■ **Work required**
Please recast the stretch from the line containing "Where on the screen above can I see the white wall?" through the end of the records as a Markdown table with the columns Row and Line, leaving out blank lines.

■ **Material provided**
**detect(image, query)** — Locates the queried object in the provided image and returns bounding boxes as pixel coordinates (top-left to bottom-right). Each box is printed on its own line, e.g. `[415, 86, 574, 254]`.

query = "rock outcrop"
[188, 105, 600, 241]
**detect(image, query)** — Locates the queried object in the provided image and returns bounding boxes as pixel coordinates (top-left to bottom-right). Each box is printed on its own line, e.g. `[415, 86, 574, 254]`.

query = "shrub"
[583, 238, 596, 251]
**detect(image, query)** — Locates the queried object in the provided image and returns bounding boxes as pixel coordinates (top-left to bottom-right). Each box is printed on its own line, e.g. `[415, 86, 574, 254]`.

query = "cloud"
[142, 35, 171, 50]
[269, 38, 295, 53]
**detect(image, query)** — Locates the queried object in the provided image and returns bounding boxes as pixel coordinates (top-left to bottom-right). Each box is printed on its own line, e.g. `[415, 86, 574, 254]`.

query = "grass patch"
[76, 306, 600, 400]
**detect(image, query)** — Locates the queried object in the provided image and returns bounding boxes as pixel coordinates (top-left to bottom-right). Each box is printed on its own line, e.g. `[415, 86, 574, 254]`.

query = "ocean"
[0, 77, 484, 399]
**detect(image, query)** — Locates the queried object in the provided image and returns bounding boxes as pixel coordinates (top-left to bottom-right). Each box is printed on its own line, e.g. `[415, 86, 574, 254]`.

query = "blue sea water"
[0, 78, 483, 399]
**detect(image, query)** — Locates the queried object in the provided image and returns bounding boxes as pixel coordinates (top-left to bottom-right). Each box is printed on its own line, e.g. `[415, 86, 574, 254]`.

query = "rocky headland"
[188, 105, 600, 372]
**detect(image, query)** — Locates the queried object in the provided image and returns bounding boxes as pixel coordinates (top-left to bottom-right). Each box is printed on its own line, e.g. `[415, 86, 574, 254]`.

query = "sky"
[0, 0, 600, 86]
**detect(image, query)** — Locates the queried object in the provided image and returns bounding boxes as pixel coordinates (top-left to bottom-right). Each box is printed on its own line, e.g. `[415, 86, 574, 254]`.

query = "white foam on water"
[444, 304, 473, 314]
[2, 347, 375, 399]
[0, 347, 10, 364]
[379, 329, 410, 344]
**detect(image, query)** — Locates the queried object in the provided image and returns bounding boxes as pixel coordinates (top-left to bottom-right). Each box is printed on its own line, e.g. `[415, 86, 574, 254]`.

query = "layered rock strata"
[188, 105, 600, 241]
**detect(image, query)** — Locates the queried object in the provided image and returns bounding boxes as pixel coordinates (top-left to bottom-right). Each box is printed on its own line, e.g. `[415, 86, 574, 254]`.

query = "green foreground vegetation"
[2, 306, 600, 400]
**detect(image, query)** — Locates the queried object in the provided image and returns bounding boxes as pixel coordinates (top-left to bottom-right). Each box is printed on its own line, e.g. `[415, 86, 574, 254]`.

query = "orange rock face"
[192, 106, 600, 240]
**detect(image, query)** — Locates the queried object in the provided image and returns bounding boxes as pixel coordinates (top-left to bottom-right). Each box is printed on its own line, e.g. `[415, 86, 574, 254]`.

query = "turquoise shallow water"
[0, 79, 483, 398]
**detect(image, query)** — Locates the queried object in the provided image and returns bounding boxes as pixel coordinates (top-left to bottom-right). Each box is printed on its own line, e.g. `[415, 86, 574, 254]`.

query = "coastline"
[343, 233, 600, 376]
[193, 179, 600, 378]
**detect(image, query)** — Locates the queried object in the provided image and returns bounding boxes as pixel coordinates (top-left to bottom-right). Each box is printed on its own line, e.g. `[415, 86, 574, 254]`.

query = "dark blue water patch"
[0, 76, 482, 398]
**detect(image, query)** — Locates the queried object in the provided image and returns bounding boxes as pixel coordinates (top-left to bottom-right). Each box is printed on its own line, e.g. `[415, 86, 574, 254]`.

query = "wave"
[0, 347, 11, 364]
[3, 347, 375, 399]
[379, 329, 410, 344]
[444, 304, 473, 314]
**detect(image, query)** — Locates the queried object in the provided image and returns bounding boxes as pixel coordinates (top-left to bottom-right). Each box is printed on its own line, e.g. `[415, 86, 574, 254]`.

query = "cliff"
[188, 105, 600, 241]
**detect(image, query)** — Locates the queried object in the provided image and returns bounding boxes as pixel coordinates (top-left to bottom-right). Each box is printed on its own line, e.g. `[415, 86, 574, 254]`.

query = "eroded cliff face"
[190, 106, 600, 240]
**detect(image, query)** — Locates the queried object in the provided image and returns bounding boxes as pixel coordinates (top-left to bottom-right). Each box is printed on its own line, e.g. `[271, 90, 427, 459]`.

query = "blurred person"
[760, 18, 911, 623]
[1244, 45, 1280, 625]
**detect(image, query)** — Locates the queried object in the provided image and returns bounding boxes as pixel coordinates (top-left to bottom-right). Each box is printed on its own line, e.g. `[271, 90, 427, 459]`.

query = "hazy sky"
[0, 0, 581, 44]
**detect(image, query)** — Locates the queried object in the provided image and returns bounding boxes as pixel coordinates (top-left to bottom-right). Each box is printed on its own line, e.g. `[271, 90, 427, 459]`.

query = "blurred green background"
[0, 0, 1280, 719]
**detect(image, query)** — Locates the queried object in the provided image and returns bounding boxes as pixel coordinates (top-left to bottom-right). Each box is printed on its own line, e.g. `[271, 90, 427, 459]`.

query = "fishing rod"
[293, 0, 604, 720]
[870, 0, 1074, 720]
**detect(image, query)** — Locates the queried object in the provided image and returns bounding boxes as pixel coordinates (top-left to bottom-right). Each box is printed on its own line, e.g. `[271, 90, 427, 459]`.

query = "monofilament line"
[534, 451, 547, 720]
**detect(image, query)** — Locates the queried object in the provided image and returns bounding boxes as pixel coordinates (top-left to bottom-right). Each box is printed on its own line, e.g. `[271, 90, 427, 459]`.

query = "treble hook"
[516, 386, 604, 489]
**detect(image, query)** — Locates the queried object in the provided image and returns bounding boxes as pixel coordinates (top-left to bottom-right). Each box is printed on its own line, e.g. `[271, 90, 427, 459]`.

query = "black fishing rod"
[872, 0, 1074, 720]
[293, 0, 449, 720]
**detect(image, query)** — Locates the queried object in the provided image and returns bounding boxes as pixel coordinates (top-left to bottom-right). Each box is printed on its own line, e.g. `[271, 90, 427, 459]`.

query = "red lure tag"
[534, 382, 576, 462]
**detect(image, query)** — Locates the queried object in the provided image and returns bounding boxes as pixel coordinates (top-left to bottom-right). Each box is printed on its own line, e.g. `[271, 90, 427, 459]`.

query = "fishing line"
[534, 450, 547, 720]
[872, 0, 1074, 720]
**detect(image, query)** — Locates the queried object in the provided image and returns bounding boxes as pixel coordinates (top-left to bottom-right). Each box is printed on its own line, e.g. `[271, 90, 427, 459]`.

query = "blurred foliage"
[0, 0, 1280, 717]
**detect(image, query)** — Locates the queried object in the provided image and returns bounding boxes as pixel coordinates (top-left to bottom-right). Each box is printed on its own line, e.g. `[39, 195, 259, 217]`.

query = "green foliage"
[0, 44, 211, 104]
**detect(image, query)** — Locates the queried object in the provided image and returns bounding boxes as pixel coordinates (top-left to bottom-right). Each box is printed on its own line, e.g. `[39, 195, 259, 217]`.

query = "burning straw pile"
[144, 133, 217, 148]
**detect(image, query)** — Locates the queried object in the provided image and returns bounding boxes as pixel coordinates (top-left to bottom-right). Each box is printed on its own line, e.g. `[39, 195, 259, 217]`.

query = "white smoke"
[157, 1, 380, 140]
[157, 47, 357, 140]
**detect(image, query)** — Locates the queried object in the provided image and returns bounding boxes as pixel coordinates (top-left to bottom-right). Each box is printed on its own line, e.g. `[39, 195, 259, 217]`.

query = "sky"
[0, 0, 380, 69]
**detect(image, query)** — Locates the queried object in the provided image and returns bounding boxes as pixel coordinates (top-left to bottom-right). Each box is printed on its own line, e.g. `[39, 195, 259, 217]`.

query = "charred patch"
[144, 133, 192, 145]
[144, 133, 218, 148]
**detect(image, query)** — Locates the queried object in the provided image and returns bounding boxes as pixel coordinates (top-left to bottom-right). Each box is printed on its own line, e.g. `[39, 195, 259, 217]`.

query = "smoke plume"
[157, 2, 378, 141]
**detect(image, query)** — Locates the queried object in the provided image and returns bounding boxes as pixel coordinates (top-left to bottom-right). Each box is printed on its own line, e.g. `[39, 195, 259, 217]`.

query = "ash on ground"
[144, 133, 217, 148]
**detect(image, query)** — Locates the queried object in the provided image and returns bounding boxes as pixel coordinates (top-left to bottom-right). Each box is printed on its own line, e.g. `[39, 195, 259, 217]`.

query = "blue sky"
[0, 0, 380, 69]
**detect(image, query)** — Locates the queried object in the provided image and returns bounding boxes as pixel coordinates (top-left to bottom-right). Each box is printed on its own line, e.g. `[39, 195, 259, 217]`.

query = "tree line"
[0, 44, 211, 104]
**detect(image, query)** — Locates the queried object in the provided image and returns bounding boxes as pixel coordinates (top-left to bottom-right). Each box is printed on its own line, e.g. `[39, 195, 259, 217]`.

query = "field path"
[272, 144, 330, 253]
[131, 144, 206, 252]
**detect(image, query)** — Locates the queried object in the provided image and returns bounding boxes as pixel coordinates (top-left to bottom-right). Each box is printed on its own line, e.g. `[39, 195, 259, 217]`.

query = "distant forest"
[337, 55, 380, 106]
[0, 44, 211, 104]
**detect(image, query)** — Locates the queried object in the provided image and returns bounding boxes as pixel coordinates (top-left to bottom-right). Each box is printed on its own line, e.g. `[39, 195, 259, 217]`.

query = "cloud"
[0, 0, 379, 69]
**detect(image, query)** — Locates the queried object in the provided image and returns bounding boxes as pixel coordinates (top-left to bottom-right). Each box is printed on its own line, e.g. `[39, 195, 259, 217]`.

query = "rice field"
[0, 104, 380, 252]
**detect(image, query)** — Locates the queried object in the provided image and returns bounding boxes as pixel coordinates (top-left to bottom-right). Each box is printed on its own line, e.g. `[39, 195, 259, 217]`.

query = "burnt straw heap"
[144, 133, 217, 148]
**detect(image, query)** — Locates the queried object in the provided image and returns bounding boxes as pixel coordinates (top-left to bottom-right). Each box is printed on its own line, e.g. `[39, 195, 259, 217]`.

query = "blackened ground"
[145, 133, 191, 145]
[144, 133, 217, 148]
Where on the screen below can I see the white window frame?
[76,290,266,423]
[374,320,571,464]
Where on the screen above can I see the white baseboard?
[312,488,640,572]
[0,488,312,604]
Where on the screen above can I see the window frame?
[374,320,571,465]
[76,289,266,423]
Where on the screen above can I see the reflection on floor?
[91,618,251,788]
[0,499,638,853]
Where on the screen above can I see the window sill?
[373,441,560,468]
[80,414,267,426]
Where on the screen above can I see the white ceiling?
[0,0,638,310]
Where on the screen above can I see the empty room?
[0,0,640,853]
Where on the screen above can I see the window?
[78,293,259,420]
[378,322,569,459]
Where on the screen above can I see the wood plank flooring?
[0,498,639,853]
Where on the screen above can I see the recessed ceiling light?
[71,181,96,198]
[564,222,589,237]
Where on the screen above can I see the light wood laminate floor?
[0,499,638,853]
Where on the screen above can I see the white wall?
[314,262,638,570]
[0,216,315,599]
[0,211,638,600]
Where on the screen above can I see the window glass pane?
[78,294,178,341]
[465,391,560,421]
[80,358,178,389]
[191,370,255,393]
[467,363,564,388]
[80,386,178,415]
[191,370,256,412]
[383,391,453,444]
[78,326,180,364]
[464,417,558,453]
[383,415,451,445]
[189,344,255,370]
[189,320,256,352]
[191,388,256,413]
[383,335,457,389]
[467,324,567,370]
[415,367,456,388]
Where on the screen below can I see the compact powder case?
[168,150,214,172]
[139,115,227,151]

■ **Reply to the task**
| Row | Line |
|---|---|
| 1 | Where on the screen above can I see the white wall? |
| 2 | [314,262,638,570] |
| 3 | [0,216,315,599] |
| 4 | [0,211,638,600] |
| 5 | Where on the screen above can I see the window glass pane? |
| 6 | [78,294,178,341] |
| 7 | [465,391,560,421] |
| 8 | [80,358,178,389] |
| 9 | [191,370,255,393] |
| 10 | [467,363,564,388] |
| 11 | [80,386,178,415] |
| 12 | [191,370,256,412] |
| 13 | [383,391,453,444] |
| 14 | [78,326,180,364] |
| 15 | [464,417,558,453] |
| 16 | [383,415,451,445] |
| 17 | [189,344,255,370] |
| 18 | [189,320,256,352] |
| 19 | [191,388,256,413] |
| 20 | [383,335,457,389] |
| 21 | [467,324,567,370] |
| 22 | [415,367,456,388] |
| 23 | Where on the screen below can I see the compact powder case? |
| 24 | [168,150,214,172] |
| 25 | [139,115,227,151] |